▶ [CHALLENGE A]:
List every variable declared in the code of the pthread_mutex_unlock question.
▶ [CHALLENGE B]:
Say whether each statement agrees with the pthread_mutex_unlock question, and quote the words that decide it: (i) the first question asks why a vmlock is needed for a pshared mutex but not for a private one; (ii) the variable new starts with the value 1; (iii) a trylock during the wait for vmunlock can lead to queue jumping.

▶ [EXTRACTED TEXT]:
■ ■ ■

I have two questions in pthread_mutex_unlock.

  1.
Why we need a vmlock in only pshared mutex, not in other private mutex?
  2.
For pshared mutex, after swap _m_lock to unlock state, we need to wait for vmunlock before wake other waiters. During this period, if someone trylocks this pshared lock, queue jumping may occur. Is this unfair to the preious waiters? They may have to wait longer to get woken up. This can cause performance issues, do we have any good way to avoid this?

int __pthread_mutex_unlock(pthread_mutex_t *m)
{
    pthread_t self;
    int waiters = m->_m_waiters;
    int cont;
    int type = m->_m_type & 15;
    int priv = (m->_m_type & 128) ^ 128;
    int new = 0;
    int old;

    if (type != PTHREAD_MUTEX_NORMAL) {
        self = __pthread_self();
        old = m->_m_lock;
        int own = old & 0x3fffffff;
        if (own != self->tid)

■ ■ ■

▶ [DATASET EXTRACT]:
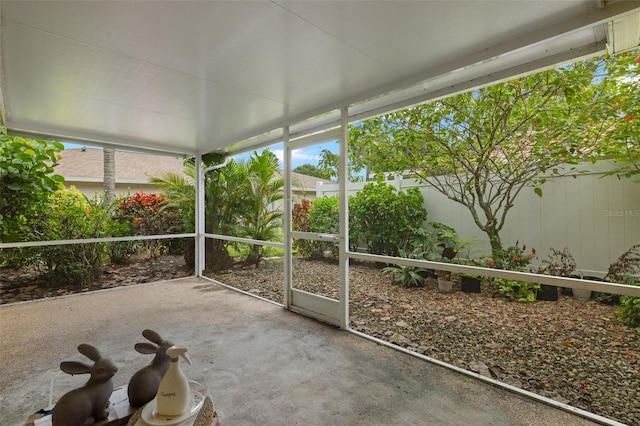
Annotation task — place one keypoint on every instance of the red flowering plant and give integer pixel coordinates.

■ ■ ■

▶ [EXERCISE ANSWER A]:
self, waiters, cont, type, priv, new, old, own

▶ [EXERCISE ANSWER B]:
(i) Yes: "Why we need a vmlock in only pshared mutex, not in other private mutex?"
(ii) No: "int new = 0;"
(iii) Yes: "if someone trylocks this pshared lock, queue jumping may occur."